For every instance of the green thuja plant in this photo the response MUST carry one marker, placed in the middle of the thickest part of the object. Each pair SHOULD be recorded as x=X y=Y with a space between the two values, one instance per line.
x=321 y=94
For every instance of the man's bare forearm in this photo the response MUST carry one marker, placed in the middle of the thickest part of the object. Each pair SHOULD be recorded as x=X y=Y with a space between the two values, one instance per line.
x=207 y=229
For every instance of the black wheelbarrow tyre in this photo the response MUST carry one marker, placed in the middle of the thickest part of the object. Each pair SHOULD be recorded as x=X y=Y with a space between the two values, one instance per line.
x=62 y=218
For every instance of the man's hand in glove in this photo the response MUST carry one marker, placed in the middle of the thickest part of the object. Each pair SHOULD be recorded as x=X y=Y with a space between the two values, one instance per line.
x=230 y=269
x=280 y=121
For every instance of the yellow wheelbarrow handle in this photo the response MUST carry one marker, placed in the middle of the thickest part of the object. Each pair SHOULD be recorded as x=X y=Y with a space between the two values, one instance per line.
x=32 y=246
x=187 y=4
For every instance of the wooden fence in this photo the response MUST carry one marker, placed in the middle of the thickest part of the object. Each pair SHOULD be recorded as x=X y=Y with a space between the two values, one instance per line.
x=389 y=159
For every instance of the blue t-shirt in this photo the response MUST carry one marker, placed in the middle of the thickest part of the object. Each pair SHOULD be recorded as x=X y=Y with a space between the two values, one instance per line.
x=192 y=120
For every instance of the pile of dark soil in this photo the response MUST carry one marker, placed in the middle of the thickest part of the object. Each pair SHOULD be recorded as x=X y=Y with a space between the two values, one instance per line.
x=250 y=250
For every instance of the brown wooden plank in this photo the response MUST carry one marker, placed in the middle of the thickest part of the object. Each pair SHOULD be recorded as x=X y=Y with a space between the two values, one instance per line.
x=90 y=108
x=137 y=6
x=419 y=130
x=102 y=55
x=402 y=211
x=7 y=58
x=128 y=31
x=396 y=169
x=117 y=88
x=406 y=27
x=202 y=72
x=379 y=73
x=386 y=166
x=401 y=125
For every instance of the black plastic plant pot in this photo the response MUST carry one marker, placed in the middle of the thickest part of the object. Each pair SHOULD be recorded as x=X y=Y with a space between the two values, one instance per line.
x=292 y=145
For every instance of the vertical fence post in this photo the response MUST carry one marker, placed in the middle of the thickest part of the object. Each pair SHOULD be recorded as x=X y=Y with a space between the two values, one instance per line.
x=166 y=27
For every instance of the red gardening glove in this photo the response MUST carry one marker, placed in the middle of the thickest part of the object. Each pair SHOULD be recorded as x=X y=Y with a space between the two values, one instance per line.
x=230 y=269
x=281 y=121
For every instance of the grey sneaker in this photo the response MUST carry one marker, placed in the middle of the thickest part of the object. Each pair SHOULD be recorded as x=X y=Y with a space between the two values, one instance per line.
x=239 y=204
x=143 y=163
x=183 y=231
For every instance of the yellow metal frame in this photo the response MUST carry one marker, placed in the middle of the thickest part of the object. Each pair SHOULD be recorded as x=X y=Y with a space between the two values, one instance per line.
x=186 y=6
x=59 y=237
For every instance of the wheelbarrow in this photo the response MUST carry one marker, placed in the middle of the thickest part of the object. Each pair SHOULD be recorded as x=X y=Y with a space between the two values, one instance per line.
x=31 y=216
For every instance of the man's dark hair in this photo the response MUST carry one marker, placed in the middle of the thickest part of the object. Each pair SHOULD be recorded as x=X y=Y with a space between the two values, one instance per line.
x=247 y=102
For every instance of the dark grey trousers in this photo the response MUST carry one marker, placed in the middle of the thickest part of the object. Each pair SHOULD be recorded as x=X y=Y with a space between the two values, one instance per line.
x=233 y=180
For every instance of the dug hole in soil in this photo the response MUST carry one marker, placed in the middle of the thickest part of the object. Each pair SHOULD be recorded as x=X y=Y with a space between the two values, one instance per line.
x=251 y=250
# # # # # # #
- **과제 요구사항**: 위 항목 전체를 다시 쓰되, "marker"를 모두 "point"(으)로 바꾸고 나머지는 그대로 두시오.

- **답변**:
For every instance of the green thuja plant in this photo the response MUST carry one point, placed in the middle of the thickest part of the object. Each pair SHOULD be recorded as x=X y=Y with a space between the two values, one instance per line.
x=321 y=94
For every instance of the man's bare forearm in this photo the response MUST carry one point, placed in the middle of the thickest part of the object. Each pair SHOULD be recorded as x=X y=Y with a space between the two values, one instance per line.
x=207 y=229
For every instance of the black wheelbarrow tyre in this photo the response MUST carry one point, placed in the middle of the thickest part of the object. Each pair SHOULD be recorded as x=X y=Y with a space between the two values, one instance per line.
x=62 y=218
For every instance of the man's hand in glove in this photo the response MUST carry one point, placed in the middle of the thickest part of the object. Each pair SHOULD be recorded as x=X y=Y with a space between the two values, one instance per line.
x=230 y=269
x=280 y=121
For every instance of the yellow wheelbarrow handle in this photo the response MUST carry one point, placed in the middle of the thickest part of the object. Each pair SHOULD be recorded as x=X y=Y with a space between the two values, one instance per line.
x=32 y=246
x=187 y=4
For every instance of the wooden fence in this photo the response MUST carry one point, placed in the middle of the thickest part of the object. Each pair SHOULD be recorded as x=X y=Y with a space between the two values, one instance per line.
x=389 y=159
For every instance of the blue t-shirt in this photo the response MUST carry one point, placed in the middle of the thickest part of the object. Each pair SHOULD be recorded as x=X y=Y with a space between the two values, one instance per line.
x=192 y=120
For every instance of the pile of dark soil in this photo the response MUST carry one point, placed in the middle of the thickest part of the object. Each pair SHOULD be recorded as x=X y=Y with a space between the two values, one instance per line.
x=250 y=250
For every instance of the brown wooden plank in this photo the response MUST carry one point, placed in the middle of the thickest part of the object. Each pair SHOULD be recorded as x=X y=Y with a space between the two values, one instance per line.
x=90 y=108
x=137 y=6
x=419 y=130
x=102 y=55
x=402 y=211
x=7 y=58
x=128 y=31
x=396 y=169
x=117 y=88
x=406 y=27
x=202 y=72
x=379 y=73
x=386 y=166
x=401 y=125
For every instance of the black plastic plant pot in this photo the response MUST carry one point, placed in the middle of the thickest part of the object. Each pair SHOULD be recorded as x=X y=Y with a space between the two values, one instance per line.
x=292 y=145
For every instance of the vertical fence post in this photo the response MUST carry one point, placed in the middle of the thickest part of the object. Each pair SHOULD be recorded as x=X y=Y with a space between the two values, one instance per line.
x=166 y=27
For every instance of the red gardening glove in this photo the response MUST carry one point, placed in the middle of the thickest part of the object. Each pair SHOULD be recorded as x=X y=Y with a space between the two values, one instance per line.
x=230 y=269
x=281 y=121
For every instance of the grey sneaker in this photo the response MUST carry one point, placed in the middle of the thickest part of the object. Each pair SHOULD be recorded as x=X y=Y with a space between the two values, one instance per line.
x=239 y=204
x=143 y=163
x=183 y=231
For every instance of the yellow metal frame in this photo the response MUST carry one point, placed in the middle of the thickest part of the object. Each pair SHOULD be recorded as x=X y=Y with a space between the two values, one instance per line.
x=186 y=6
x=59 y=237
For every instance of the wheelbarrow in this photo the response MUST carry one point, placed in the middle of the thickest part of the object. Each pair SHOULD be recorded as x=X y=Y with a space between the two values, one instance per line.
x=31 y=216
For every instance of the man's dark hair in this photo the response MUST carry one point, placed in the middle of the thickest part of the object. Each pair SHOULD be recorded as x=X y=Y with a space between the two values, one instance per line.
x=247 y=102
For every instance of the dark grey trousers in this photo the response MUST carry one point, placed in the middle of the thickest part of the object. Each pair SHOULD be recorded as x=X y=Y with a space between the two values, one instance per line.
x=233 y=180
For every instance of the dug hole in soil in this photo the response MUST carry one point, placed in the middle of the thickest part of the object. Each pair SHOULD be recorded as x=X y=Y with a space between the two values, one instance per line.
x=251 y=250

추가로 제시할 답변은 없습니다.